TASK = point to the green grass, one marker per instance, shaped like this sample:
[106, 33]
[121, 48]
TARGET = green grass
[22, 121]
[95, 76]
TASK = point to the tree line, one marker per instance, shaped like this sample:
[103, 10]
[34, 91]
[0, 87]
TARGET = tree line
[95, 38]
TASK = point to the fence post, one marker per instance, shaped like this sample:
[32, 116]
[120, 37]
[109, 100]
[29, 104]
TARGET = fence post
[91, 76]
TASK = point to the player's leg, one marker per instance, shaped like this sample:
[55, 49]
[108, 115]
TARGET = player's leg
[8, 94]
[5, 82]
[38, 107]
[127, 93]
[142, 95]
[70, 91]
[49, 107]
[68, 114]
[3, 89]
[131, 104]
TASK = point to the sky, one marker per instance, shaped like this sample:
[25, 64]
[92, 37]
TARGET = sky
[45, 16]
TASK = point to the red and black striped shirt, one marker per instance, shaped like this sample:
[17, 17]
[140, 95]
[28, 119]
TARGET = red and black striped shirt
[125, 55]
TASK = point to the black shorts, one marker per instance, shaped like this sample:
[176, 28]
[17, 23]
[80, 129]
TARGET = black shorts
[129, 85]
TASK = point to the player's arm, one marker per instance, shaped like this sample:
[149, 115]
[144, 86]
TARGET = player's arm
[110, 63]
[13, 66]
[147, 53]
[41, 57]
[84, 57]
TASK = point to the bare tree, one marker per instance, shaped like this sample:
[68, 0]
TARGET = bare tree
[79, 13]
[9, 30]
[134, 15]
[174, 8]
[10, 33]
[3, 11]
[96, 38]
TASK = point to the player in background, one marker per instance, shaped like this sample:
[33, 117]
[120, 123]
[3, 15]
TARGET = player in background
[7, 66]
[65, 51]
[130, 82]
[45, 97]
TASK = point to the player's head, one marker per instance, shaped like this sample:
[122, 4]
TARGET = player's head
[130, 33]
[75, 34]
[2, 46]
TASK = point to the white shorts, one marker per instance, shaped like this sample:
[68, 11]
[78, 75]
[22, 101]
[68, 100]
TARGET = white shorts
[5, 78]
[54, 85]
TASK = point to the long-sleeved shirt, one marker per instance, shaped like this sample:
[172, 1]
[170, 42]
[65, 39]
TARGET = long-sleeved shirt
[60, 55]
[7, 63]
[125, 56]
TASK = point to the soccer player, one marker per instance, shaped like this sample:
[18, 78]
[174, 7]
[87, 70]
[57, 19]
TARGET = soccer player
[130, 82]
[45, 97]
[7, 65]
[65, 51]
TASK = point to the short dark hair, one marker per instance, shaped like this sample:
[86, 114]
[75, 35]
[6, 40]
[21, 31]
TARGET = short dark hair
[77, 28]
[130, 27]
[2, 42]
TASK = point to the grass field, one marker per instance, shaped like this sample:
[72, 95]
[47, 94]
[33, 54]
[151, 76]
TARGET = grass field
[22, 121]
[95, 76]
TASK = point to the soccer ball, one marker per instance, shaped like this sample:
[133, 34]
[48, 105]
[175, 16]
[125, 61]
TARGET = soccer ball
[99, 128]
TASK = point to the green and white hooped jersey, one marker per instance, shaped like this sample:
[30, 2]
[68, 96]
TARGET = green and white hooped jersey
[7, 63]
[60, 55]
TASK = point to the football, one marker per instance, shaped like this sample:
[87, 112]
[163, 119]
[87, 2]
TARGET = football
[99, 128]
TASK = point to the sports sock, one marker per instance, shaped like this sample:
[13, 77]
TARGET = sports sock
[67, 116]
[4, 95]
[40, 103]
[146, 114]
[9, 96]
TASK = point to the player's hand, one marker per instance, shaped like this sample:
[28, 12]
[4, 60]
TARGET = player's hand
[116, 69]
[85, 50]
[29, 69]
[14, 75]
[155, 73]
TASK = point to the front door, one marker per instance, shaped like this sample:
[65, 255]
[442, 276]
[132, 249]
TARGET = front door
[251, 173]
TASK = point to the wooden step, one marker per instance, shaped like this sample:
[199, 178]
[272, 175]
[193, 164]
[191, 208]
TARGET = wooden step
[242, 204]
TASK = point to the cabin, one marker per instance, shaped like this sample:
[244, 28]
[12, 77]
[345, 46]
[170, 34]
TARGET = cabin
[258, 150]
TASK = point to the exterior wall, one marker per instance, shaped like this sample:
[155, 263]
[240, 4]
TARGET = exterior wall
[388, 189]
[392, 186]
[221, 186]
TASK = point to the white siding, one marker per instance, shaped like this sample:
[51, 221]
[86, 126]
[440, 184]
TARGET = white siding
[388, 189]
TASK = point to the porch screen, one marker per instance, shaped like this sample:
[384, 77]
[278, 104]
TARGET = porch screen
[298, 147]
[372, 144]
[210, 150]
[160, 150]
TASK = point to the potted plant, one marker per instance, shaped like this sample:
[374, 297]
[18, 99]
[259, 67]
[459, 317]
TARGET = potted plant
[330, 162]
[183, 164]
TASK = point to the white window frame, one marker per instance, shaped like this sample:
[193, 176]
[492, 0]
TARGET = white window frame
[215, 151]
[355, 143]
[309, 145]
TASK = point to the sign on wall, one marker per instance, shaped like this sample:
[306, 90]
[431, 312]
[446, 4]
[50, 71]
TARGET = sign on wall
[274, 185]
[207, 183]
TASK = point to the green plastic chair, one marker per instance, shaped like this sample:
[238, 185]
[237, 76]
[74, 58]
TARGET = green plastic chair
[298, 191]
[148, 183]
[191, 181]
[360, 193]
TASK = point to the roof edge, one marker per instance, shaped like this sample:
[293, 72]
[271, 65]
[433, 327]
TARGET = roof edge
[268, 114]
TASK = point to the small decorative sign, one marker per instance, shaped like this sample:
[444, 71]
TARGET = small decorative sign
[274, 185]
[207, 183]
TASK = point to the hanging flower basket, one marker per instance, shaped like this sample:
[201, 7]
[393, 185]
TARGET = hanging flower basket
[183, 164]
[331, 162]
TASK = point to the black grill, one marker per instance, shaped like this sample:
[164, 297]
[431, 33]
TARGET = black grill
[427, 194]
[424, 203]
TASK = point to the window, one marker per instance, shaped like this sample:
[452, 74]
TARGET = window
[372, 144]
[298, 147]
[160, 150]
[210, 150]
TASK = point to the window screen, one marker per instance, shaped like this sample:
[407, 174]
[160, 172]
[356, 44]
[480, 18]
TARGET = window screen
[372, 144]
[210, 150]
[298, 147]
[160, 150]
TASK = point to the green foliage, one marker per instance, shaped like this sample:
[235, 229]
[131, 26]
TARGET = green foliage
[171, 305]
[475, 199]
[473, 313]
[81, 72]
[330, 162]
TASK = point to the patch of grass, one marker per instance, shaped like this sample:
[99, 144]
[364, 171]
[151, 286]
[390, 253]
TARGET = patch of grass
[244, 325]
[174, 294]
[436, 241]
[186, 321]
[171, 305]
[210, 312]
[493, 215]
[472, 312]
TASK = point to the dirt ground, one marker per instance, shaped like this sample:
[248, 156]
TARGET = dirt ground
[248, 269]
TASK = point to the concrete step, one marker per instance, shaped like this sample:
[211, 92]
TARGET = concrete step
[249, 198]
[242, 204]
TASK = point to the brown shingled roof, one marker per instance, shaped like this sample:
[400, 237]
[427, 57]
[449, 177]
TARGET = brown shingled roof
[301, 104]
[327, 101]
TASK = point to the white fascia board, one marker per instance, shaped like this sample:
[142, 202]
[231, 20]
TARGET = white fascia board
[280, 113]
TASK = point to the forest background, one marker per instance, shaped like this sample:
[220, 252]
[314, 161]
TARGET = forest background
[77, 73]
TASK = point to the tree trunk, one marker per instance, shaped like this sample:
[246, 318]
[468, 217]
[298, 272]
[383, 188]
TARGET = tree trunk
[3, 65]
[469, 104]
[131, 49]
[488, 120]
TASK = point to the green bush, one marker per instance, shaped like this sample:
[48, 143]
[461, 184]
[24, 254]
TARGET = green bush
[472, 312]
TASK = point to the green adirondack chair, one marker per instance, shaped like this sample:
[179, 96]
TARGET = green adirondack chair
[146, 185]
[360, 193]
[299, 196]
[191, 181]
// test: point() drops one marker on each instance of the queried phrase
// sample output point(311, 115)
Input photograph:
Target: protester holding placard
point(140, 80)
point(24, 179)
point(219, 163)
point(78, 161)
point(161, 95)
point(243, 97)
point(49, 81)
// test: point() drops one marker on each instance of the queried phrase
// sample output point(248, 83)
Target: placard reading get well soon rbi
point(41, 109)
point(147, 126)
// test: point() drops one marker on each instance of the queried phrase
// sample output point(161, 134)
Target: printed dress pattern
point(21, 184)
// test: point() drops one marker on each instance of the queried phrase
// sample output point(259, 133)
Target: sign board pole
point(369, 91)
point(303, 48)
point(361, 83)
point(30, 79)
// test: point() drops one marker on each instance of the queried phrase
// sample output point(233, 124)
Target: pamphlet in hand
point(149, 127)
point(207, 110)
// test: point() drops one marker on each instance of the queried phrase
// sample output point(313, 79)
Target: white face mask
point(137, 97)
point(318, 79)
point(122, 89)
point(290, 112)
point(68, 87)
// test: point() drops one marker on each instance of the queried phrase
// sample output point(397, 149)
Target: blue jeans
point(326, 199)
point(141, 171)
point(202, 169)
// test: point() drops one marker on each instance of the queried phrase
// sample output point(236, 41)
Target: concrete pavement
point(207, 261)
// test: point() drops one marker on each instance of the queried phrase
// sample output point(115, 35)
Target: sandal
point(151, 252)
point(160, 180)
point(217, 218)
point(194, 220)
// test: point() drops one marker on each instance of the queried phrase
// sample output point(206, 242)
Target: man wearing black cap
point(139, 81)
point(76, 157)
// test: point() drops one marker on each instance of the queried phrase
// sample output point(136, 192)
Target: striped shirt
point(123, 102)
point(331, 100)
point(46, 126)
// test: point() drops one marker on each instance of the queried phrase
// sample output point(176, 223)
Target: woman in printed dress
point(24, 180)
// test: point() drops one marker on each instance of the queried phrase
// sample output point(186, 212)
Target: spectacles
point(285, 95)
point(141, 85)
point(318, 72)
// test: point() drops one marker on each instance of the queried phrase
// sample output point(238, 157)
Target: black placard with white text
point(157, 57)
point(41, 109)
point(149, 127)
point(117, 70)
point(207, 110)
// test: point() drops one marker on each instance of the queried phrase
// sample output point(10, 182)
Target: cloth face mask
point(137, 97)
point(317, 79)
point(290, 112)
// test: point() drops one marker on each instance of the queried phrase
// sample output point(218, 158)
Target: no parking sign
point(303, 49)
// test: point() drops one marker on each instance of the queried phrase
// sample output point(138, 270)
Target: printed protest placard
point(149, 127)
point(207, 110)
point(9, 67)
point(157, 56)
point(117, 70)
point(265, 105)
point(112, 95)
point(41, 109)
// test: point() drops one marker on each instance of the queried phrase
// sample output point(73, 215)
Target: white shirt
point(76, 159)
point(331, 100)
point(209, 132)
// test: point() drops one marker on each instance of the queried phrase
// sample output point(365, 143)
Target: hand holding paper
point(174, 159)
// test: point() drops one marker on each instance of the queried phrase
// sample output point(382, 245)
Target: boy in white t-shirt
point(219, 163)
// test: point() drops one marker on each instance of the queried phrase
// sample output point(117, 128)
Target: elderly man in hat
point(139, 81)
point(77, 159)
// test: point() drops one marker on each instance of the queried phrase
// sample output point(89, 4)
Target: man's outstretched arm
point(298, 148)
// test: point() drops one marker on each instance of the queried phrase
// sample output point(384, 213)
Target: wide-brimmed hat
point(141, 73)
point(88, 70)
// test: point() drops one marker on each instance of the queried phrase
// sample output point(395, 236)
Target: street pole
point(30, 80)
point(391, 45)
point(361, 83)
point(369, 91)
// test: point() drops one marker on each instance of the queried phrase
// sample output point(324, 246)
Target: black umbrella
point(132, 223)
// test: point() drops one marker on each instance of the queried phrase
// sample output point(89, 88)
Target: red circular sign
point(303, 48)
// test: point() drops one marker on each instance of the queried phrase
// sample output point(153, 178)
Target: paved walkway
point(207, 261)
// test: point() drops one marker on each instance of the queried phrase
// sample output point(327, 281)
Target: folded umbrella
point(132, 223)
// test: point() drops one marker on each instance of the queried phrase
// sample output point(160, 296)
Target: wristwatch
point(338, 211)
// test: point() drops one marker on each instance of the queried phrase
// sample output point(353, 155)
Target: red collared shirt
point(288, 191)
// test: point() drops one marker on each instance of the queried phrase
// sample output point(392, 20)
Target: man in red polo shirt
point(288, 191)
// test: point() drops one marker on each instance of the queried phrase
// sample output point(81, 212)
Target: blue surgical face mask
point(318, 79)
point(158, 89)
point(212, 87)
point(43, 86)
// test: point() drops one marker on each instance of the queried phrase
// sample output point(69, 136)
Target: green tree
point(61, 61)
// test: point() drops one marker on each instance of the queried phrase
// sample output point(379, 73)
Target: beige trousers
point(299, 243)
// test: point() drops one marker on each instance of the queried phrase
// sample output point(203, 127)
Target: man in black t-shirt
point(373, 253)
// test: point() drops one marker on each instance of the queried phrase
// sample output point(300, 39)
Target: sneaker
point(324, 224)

....

** What is being asked **
Using the entries above, extract exactly the span from the line with "TASK = point to the green adirondack" to the line with "output point(115, 35)", both lines included; leave out everything else.

** Solution below **
TASK = point to the green adirondack chair, one marker per instance, shaped like this sample:
[179, 96]
TARGET = green adirondack chair
[146, 185]
[360, 193]
[299, 196]
[191, 181]
// test: point() drops one marker on each instance of the queried phrase
// sample output point(311, 115)
Input photograph:
Target: protester holding placard
point(140, 80)
point(24, 179)
point(219, 163)
point(78, 161)
point(161, 95)
point(243, 97)
point(49, 81)
// test: point() drops one marker on each instance of the queried phrase
// sample output point(248, 83)
Target: placard reading get well soon rbi
point(41, 109)
point(147, 126)
// test: point() drops one marker on each instance of the queried phrase
// sample output point(161, 134)
Target: printed dress pattern
point(21, 184)
// test: point() drops one marker on each instance of the queried phrase
// sample output point(259, 133)
Target: sign board pole
point(369, 91)
point(303, 48)
point(361, 83)
point(30, 79)
// test: point() drops one marker on each instance of the queried phrase
// sample output point(233, 124)
Target: pamphlet in hand
point(149, 127)
point(207, 110)
// test: point() drops one marker on each instance of the queried phrase
// sample output point(313, 79)
Target: white face mask
point(137, 97)
point(318, 79)
point(122, 89)
point(290, 112)
point(68, 87)
// test: point() drops one marker on each instance of the queried phrase
// sample output point(397, 149)
Target: blue jeans
point(326, 199)
point(141, 171)
point(202, 169)
// test: point() drops one marker on each instance of the queried phrase
// sample output point(236, 41)
Target: concrete pavement
point(207, 261)
// test: point() drops one marker on each instance of the queried phrase
// sample output point(115, 35)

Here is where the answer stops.